**Selected extract**

Genus of cockroaches

Eublaberus is a genus of South American cockroaches in the subfamily Blaberinae, identified by Morgan Hebard in 1920.

==Description==
Among the differences from the related genus Blaberus are proportionately somewhat shorter, stouter limbs, a broad blackish bar on the caudal margin (rear) of the pronotum, and angulation on the lateral margins (sides) of the pronotum.

==Species==
The Cockroach Species File lists:
1. Eublaberus argentinus Hebard 1921
2. Eublaberus distanti (Kirby, W. F. 1903): The six spotted cockroach or Trinidad bat cave cockroach
3. Eublaberus fernandoi Lopes & de Oliveira 2000
4. Eublaberus immaculus (Saussure & Zehntner 1894)

**Source material**
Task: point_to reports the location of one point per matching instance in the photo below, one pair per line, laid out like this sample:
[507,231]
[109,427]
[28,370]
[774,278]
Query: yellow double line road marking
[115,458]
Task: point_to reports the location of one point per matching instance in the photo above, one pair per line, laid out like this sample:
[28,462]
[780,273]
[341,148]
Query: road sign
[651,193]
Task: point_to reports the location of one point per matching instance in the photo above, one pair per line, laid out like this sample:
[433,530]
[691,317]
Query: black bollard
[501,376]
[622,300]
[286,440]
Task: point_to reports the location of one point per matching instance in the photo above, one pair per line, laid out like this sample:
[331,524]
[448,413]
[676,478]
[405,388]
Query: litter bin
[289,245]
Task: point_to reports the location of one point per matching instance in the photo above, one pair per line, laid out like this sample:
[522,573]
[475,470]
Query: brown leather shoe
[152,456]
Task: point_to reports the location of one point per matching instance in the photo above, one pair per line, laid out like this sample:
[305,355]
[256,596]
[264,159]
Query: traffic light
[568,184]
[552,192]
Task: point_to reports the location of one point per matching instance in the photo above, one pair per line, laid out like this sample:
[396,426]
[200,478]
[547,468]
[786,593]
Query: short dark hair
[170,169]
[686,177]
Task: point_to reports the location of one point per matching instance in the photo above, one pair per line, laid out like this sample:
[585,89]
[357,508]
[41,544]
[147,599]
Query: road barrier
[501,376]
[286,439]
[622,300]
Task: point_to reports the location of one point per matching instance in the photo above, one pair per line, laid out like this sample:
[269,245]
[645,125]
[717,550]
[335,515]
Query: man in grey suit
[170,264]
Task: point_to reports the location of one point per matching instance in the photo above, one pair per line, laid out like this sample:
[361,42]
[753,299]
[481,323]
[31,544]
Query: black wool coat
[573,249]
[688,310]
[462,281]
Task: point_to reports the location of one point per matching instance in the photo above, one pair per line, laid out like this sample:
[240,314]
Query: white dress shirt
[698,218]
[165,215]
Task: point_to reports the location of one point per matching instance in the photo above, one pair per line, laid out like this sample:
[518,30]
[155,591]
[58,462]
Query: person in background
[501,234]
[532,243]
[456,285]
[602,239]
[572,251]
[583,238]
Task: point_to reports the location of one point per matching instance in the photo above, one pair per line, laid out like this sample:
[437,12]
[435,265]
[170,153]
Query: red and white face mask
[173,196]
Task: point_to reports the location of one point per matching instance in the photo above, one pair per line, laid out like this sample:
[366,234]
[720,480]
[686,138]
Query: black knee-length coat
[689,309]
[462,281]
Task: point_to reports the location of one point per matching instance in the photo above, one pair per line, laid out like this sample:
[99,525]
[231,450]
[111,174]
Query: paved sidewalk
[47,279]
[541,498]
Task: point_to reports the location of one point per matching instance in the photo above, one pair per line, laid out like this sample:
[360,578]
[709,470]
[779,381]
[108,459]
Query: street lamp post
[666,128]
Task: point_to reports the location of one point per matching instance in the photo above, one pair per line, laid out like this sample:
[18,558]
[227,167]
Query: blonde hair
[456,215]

**Study questions**
1. Answer these questions about the Eublaberus text:
(a) Who identified the genus, and in what year?
(b) What mark on the caudal margin of the pronotum sets it apart from Blaberus?
(c) What two common names does the list give for Eublaberus distanti?
2. Write what follows the last line of the excerpt on the cockroach genus Eublaberus.

**Answers by item**
1.
(a) Morgan Hebard identified it in 1920.
(b) A broad blackish bar.
(c) The six spotted cockroach and the Trinidad bat cave cockroach.

2.
5. Eublaberus marajoara Rocha e Silva 1972
6. Eublaberus posticus (Erichson, 1848): The orange-headed cockroach
7. Eublaberus serranus Lopes, Oliveira & Khouri, 2015
8. Eublaberus sulzeri (Guérin-Méneville 1857)
9. Eublaberus variegata Rocha e Silva 1972

E. distanti and E. posticus are primarily cave-dwelling cockroaches of Central and South America.